§ **PROBLEM STATEMENT**
Copy the lines below word for word, starting with the line that contains "man in pinstripe" and going on through the line that contains "[[0, 369, 40, 386]]".
[BEGIN SUPPLIED MATERIAL]
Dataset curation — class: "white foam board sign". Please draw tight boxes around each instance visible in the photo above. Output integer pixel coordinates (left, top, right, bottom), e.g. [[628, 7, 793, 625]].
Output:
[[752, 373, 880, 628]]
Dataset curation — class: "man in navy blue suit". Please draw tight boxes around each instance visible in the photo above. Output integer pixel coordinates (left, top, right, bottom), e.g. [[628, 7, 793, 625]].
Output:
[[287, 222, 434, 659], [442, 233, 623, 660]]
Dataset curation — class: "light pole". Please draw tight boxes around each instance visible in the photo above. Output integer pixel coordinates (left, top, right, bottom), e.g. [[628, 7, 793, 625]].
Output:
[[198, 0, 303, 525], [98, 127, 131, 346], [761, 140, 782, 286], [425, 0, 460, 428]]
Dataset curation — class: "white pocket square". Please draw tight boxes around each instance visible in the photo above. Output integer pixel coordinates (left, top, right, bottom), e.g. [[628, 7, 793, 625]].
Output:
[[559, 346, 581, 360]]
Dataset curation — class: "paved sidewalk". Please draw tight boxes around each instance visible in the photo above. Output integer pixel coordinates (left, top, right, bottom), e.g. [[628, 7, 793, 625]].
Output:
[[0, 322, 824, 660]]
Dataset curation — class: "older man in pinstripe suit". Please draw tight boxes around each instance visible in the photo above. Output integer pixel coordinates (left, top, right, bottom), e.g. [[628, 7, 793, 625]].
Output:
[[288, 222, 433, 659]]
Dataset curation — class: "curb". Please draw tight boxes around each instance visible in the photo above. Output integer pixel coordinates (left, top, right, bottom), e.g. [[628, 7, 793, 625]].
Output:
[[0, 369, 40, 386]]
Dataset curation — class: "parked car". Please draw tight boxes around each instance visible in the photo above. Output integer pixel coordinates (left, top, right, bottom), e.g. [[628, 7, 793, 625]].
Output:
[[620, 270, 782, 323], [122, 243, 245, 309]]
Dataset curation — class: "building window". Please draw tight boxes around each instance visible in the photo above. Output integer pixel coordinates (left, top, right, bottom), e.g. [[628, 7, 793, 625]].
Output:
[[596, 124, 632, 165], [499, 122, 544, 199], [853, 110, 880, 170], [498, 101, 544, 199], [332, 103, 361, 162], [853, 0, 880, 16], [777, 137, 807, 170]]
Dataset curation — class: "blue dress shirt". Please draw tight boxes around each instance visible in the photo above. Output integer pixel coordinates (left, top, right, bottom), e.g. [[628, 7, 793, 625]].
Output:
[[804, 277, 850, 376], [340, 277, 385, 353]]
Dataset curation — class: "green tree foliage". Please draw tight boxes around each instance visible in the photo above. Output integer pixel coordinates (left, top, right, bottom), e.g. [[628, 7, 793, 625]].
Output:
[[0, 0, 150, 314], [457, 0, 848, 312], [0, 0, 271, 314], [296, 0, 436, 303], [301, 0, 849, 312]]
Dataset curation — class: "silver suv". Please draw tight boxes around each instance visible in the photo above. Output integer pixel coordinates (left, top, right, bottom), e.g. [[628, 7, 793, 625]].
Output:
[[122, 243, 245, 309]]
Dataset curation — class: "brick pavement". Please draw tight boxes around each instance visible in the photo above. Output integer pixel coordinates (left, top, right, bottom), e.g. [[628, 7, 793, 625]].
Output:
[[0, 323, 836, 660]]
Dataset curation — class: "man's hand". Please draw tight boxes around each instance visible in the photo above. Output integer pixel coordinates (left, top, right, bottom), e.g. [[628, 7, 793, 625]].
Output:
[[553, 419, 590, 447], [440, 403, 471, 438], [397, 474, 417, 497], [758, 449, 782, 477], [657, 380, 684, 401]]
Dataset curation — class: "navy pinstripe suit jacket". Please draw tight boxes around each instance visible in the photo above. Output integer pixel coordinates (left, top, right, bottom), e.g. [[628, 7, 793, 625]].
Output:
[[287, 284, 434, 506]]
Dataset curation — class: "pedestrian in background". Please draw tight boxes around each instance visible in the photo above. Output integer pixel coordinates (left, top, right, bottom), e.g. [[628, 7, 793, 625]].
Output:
[END SUPPLIED MATERIAL]
§ **RESPONSE TO THE EXERCISE**
Dataset curation — class: "older man in pinstripe suit". Please draw tight boxes around each instance visible in the photo above. Output integer pixel coordinates (left, top, right, bottom), e.g. [[628, 7, 793, 625]].
Output:
[[288, 222, 433, 659]]
Dataset curation — class: "curb". Please draw tight boxes around each instance visible in the photo above. Output integer pixel coordinates (left, top, right, bottom), e.g. [[628, 7, 793, 625]].
Output:
[[0, 369, 40, 386]]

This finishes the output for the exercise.